──────── Information given ────────
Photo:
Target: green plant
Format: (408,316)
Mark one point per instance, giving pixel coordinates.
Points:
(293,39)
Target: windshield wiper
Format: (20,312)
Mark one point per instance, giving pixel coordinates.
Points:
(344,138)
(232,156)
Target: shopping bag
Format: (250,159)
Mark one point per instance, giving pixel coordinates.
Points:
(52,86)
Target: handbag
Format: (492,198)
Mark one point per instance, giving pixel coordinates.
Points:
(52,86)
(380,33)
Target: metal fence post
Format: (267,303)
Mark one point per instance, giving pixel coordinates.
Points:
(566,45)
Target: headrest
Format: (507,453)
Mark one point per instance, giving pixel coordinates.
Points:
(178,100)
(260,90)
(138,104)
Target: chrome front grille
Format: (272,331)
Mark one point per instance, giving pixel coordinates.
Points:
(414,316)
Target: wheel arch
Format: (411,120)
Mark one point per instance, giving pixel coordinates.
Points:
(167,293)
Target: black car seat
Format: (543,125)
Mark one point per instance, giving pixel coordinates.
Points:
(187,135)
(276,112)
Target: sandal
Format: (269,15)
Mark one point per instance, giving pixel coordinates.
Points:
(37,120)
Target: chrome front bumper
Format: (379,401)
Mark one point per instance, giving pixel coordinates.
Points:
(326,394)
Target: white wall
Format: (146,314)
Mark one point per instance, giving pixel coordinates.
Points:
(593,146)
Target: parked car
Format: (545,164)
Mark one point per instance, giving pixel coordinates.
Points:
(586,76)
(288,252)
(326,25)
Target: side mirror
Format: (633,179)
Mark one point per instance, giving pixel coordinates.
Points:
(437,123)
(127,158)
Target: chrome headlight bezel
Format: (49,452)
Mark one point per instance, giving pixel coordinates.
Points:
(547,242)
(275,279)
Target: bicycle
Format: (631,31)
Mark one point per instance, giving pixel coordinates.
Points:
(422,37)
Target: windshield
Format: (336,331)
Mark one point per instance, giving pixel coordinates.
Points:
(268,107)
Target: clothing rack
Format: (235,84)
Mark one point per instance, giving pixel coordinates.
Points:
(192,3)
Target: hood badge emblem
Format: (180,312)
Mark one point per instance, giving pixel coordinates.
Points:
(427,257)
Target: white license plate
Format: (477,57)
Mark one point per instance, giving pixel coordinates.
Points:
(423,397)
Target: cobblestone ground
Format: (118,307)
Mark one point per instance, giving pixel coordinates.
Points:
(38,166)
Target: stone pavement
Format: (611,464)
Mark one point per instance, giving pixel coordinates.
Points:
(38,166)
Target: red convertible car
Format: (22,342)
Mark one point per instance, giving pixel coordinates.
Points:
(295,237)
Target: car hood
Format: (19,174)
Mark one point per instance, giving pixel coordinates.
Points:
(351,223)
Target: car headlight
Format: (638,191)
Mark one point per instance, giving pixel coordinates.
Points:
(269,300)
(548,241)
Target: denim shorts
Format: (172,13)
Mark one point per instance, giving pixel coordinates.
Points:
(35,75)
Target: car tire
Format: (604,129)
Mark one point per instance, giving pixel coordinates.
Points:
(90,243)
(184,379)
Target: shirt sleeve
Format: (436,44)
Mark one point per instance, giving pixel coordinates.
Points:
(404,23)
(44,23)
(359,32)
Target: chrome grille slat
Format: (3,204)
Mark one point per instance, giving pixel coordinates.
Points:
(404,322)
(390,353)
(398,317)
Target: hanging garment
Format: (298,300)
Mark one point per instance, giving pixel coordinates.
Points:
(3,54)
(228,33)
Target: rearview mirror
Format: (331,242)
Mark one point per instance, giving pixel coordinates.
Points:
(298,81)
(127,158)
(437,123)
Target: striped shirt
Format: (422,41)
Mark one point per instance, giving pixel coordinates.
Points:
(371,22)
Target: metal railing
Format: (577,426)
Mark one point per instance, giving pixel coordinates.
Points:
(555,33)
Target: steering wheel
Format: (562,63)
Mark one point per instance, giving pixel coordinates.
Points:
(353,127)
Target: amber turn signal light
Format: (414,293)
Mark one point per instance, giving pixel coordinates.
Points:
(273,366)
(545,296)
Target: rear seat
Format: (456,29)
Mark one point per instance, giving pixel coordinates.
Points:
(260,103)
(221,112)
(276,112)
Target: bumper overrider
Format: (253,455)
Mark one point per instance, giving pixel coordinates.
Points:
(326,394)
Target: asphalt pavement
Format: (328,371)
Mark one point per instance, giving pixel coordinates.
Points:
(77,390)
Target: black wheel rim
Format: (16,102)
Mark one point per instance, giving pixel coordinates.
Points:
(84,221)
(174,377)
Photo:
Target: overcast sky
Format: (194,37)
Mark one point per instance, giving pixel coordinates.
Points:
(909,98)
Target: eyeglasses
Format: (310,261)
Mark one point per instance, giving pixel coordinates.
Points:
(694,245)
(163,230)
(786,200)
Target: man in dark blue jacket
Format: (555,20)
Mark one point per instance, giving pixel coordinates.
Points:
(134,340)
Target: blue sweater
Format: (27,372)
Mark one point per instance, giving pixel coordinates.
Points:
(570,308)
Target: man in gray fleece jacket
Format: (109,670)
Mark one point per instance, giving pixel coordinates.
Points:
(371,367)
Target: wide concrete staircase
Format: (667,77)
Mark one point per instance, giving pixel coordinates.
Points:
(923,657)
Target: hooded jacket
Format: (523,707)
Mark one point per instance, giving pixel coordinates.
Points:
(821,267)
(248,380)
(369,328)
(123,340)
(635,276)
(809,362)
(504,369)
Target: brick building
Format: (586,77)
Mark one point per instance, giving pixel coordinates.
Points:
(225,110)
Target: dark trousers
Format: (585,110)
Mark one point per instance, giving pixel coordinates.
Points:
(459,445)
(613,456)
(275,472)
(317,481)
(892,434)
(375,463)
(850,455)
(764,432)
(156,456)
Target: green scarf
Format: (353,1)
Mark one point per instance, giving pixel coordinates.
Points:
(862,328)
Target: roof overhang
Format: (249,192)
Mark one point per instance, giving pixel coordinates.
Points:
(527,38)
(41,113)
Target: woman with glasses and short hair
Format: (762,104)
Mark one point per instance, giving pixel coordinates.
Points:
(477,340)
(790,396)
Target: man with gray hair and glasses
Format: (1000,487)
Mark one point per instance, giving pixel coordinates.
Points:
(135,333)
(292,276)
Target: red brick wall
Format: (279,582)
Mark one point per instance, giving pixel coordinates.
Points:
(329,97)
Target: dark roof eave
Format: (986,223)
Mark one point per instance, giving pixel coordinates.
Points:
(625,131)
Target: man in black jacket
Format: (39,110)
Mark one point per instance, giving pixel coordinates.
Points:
────────
» Task requirements
Give back all the records exactly as they stand.

» Task result
Photo:
Target: green plant
Format: (408,316)
Mark one point per instance, giving pixel coordinates.
Points:
(293,39)
Target: windshield wiper
Format: (20,312)
Mark one point per instance, giving pixel coordinates.
Points:
(344,138)
(232,156)
Target: shopping bag
Format: (250,159)
Mark one point per instance, giving pixel coordinates.
Points:
(52,86)
Target: handbag
Format: (492,198)
Mark one point per instance, giving pixel coordinates.
Points:
(52,86)
(380,33)
Target: metal fence post
Format: (267,303)
Mark one point per instance, giving pixel coordinates.
Points:
(566,45)
Target: headrest
Format: (507,453)
Mark one point per instance, giving pixel coordinates.
Points:
(178,100)
(260,90)
(138,104)
Target: chrome front grille
Format: (272,331)
Mark one point per instance, giving pixel coordinates.
Points:
(414,316)
Target: wheel arch
Format: (411,120)
Mark one point per instance, giving pixel coordinates.
Points:
(167,293)
Target: black car seat
Format: (543,125)
Mark one point per instance, giving pixel coordinates.
Points:
(187,135)
(276,112)
Target: sandal
Format: (269,15)
Mark one point per instance, giving pixel coordinates.
Points:
(37,120)
Target: chrome front bumper
Format: (379,401)
Mark one point per instance, giving pixel coordinates.
Points:
(326,394)
Target: white wall
Format: (146,314)
Mark one point per instance, giving pixel coordinates.
Points:
(593,146)
Target: parked car
Format: (545,164)
Mark one point per instance, giving pixel coordinates.
Points:
(586,76)
(288,252)
(326,25)
Target: side mirror
Format: (633,179)
Mark one point per instance, giving pixel coordinates.
Points:
(437,123)
(127,158)
Target: chrome headlight bezel
Format: (49,452)
Mark one point per instance, giving pixel coordinates.
Points:
(547,242)
(275,279)
Target: bicycle
Format: (631,31)
Mark one point per instance, giving pixel coordinates.
Points:
(422,37)
Target: windshield
Format: (336,331)
Mark one point per instance, giving pixel coordinates.
Points:
(268,107)
Target: clothing rack
Format: (235,84)
Mark one point per instance, giving pixel coordinates.
Points:
(192,3)
Target: hood badge emblem
Format: (180,312)
Mark one point per instance, giving pixel coordinates.
Points:
(427,257)
Target: white license plate
Format: (477,57)
Mark one point per instance, giving pixel coordinates.
Points:
(423,397)
Target: cobblestone ground
Format: (118,307)
Mark one point per instance, giving pixel coordinates.
Points:
(38,166)
Target: stone pavement
Format: (611,464)
Mark one point per instance, giving pixel coordinates.
Points:
(38,166)
Target: red convertible car
Format: (22,342)
Mark one point per instance, giving pixel coordinates.
Points:
(295,237)
Target: car hood
Format: (19,174)
Mark one point per instance, giving pixel coordinates.
Points:
(351,223)
Target: car headlight
Format: (638,191)
Mark one point per instance, giving pixel coordinates.
Points:
(269,300)
(548,241)
Target: denim shorts
Format: (172,13)
Mark one point per instance, giving pixel coordinates.
Points:
(35,75)
Target: car tire
Format: (604,129)
Mark one point per instance, giving pixel coordinates.
Points:
(90,243)
(184,379)
Target: shirt sleeve
Format: (436,44)
Mark one point per instance, giving pixel coordinates.
Points:
(404,23)
(44,23)
(359,32)
Target: chrome grille slat
Format: (3,204)
Mark one point per instance, giving pixel coordinates.
Points:
(404,322)
(390,353)
(398,317)
Target: hanging garment
Format: (298,300)
Mark one point per instance, giving pixel coordinates.
Points:
(3,54)
(228,33)
Target: rearview mirror
Format: (331,242)
Mark one point per instance, giving pixel coordinates.
Points:
(298,81)
(127,158)
(437,123)
Target: striped shirt
Format: (422,41)
Mark one point per instance, giving pixel coordinates.
Points:
(371,22)
Target: metal railing
Format: (577,426)
Mark one point per instance, giving pixel coordinates.
Points:
(555,33)
Target: steering wheel
Format: (562,63)
Mark one point per instance, giving pixel coordinates.
Points:
(353,127)
Target: amber turn signal light
Format: (414,293)
Mark one point per instance, giving pixel coordinates.
Points:
(273,366)
(545,296)
Target: rear seat
Format: (456,29)
Mark one point per instance, giving pixel coordinates.
Points:
(260,103)
(221,112)
(276,112)
Target: bumper overrider
Format: (253,455)
Mark one point per instance, giving pixel coordinates.
Points:
(326,394)
Target: asphalt pavement
Format: (328,371)
Mark one point per instance, giving pixel coordinates.
Points:
(77,390)
Target: black wheel rim
Format: (16,102)
Mark one point per instance, giving pixel coordinates.
Points:
(84,221)
(174,377)
Photo:
Target: overcast sky
Format: (194,37)
Mark one point per instance, giving pixel coordinates.
Points:
(909,98)
Target: eyeglasses
Format: (310,261)
Mark one point per instance, giving pixel coordinates.
Points:
(694,245)
(163,230)
(786,200)
Target: man in dark blue jacket
Format: (555,20)
Mark one point per instance, giving pixel coordinates.
Points:
(134,340)
Target: blue sweater
Format: (27,372)
Mark one point per instance, giving pixel coordinates.
Points:
(570,308)
Target: man in gray fleece jacket
Format: (109,670)
Mark one point per instance, giving pixel coordinates.
Points:
(371,367)
Target: wide concrete staircase
Format: (667,77)
Mark one point per instance, giving pixel coordinates.
Points:
(923,657)
Target: hooded jacket
Format: (523,707)
Mark one point per instance, giving pixel coordinates.
Points:
(821,267)
(248,380)
(369,328)
(123,340)
(635,276)
(809,362)
(504,369)
Target: brick building
Format: (586,77)
Mark one point per instance, giving pixel coordinates.
Points:
(225,110)
Target: dark trousers
Format: (585,110)
Mark one point per instance, giving pixel coordinates.
Points:
(459,445)
(613,456)
(275,472)
(317,481)
(892,434)
(375,463)
(850,455)
(764,432)
(156,456)
Target: green scarf
Format: (353,1)
Mark one point per instance, giving pixel coordinates.
Points:
(862,328)
Target: roof overhang
Format: (249,192)
Mark one point per instance, giving pixel coordinates.
Points:
(527,38)
(41,113)
Target: woman with glasses and short hair
Format: (762,104)
Mark one point per instance, giving pixel coordinates.
Points:
(477,340)
(790,396)
Target: man with gray hair and glasses
Format: (1000,487)
Mark one point per instance, giving pixel coordinates.
Points:
(135,333)
(292,276)
Target: red brick wall
Format: (279,582)
Mark one point per instance, giving pixel coordinates.
Points:
(329,97)
Target: dark roof eave
Format: (986,223)
Mark one point per instance, giving pixel coordinates.
Points:
(625,131)
Target: man in black jacket
Format: (39,110)
Mark one point per instance, giving pixel coordinates.
Points:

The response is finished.